Data for the task:

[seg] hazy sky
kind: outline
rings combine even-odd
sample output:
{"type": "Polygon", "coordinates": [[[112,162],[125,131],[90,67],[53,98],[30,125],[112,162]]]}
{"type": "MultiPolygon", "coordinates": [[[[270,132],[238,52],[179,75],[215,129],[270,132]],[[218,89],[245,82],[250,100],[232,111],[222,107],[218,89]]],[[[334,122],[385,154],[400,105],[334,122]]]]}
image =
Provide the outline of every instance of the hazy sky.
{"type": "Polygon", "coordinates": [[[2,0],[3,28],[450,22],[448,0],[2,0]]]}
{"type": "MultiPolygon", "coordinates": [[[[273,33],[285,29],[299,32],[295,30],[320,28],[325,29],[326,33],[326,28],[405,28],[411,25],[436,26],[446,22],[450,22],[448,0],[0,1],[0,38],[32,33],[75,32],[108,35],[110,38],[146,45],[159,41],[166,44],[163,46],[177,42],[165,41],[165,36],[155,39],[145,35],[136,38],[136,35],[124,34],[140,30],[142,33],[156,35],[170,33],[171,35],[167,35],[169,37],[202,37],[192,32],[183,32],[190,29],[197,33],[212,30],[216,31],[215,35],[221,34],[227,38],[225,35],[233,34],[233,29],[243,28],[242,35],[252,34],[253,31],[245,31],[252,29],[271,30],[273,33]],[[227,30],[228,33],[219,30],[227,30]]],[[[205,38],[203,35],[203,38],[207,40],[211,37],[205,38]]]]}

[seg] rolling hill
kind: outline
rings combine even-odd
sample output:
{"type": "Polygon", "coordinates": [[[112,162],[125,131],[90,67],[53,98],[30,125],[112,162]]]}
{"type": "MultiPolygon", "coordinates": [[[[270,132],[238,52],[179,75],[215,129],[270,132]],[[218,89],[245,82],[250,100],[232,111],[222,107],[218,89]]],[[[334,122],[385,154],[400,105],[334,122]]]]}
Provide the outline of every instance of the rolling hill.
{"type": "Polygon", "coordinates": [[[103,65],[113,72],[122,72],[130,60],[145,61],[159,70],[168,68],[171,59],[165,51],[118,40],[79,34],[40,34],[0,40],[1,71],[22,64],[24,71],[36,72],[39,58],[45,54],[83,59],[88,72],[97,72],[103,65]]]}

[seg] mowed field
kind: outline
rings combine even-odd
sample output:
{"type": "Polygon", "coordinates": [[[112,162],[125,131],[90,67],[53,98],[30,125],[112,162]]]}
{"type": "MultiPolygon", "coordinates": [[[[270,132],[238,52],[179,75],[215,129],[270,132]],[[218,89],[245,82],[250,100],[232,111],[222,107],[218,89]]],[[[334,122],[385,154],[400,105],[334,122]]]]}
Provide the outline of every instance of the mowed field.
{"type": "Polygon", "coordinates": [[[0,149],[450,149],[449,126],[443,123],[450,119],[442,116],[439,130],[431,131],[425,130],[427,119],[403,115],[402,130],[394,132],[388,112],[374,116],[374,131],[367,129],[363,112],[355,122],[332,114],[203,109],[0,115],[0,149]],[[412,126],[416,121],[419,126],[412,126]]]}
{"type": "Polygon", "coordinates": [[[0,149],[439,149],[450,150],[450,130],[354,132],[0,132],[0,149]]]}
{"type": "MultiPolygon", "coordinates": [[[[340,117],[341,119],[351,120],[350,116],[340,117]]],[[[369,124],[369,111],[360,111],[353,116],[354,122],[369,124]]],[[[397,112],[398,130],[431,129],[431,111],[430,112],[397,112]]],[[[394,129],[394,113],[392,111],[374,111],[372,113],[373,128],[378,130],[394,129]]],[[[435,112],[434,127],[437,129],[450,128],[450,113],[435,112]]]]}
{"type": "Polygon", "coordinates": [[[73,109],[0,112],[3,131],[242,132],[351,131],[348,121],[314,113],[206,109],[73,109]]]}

The task: From the first line to the last, reproduce the data above exactly.

Your solution:
[seg] hazy sky
kind: outline
rings combine even-odd
sample output:
{"type": "Polygon", "coordinates": [[[112,162],[125,131],[90,67],[53,98],[30,125],[112,162]]]}
{"type": "MultiPolygon", "coordinates": [[[[270,132],[238,52],[179,75],[215,129],[270,132]],[[218,89],[245,82],[250,100],[232,111],[222,107],[218,89]]],[[[334,122],[385,154],[400,105],[334,122]]]]}
image =
Provide the outline of every instance of the hazy sky.
{"type": "Polygon", "coordinates": [[[2,0],[3,28],[450,22],[448,0],[2,0]]]}
{"type": "MultiPolygon", "coordinates": [[[[273,33],[285,29],[299,32],[295,30],[320,28],[325,29],[326,33],[326,28],[405,28],[411,25],[436,26],[446,22],[450,22],[448,0],[0,1],[0,38],[32,33],[75,32],[108,35],[110,38],[146,45],[159,41],[166,44],[163,46],[177,42],[165,41],[165,36],[155,39],[145,35],[136,38],[136,35],[124,34],[140,30],[142,33],[156,35],[170,33],[171,35],[167,35],[169,37],[202,37],[192,32],[183,32],[190,29],[197,33],[212,30],[216,31],[215,35],[221,34],[227,38],[225,35],[233,34],[233,29],[243,28],[242,35],[252,34],[253,31],[245,31],[252,29],[271,30],[273,33]],[[227,30],[228,33],[219,30],[227,30]]],[[[205,38],[203,35],[203,38],[207,40],[211,37],[205,38]]]]}

[seg] rolling hill
kind: outline
rings combine even-odd
sample output:
{"type": "Polygon", "coordinates": [[[112,162],[125,131],[90,67],[53,98],[30,125],[112,162]]]}
{"type": "MultiPolygon", "coordinates": [[[[270,132],[238,52],[179,75],[215,129],[270,132]],[[218,89],[245,82],[250,100],[232,111],[222,107],[218,89]]],[[[334,122],[385,154],[400,105],[334,122]]]]}
Provide the outline of every instance of the rolling hill.
{"type": "Polygon", "coordinates": [[[103,65],[113,72],[122,72],[130,60],[145,61],[159,70],[168,68],[171,59],[165,51],[118,40],[79,34],[40,34],[0,40],[1,71],[22,64],[24,71],[36,72],[39,58],[45,54],[83,59],[88,72],[97,72],[103,65]]]}

[seg] mowed field
kind: outline
rings combine even-odd
sample output:
{"type": "Polygon", "coordinates": [[[112,162],[125,131],[90,67],[53,98],[30,125],[112,162]]]}
{"type": "MultiPolygon", "coordinates": [[[[270,132],[238,52],[179,75],[215,129],[270,132]],[[218,89],[245,82],[250,100],[232,111],[222,107],[218,89]]],[[[334,122],[385,154],[400,105],[334,122]]]]}
Provide the outline of every instance of the mowed field.
{"type": "Polygon", "coordinates": [[[0,149],[450,149],[449,126],[443,123],[450,119],[442,116],[439,130],[431,131],[425,130],[427,119],[403,115],[402,130],[394,132],[388,112],[374,116],[374,131],[367,129],[363,112],[355,122],[332,114],[203,109],[0,115],[0,149]],[[412,126],[416,121],[419,126],[412,126]]]}
{"type": "Polygon", "coordinates": [[[0,149],[439,149],[450,150],[450,130],[354,132],[0,132],[0,149]]]}
{"type": "MultiPolygon", "coordinates": [[[[340,117],[341,119],[351,120],[350,116],[340,117]]],[[[369,124],[369,111],[360,111],[353,116],[354,122],[369,124]]],[[[397,112],[398,130],[431,129],[431,111],[430,112],[397,112]]],[[[394,129],[394,113],[392,111],[374,111],[372,113],[373,128],[378,130],[394,129]]],[[[435,112],[434,127],[437,129],[450,128],[450,113],[435,112]]]]}
{"type": "Polygon", "coordinates": [[[73,109],[0,112],[3,131],[242,132],[351,131],[348,121],[314,113],[206,109],[73,109]]]}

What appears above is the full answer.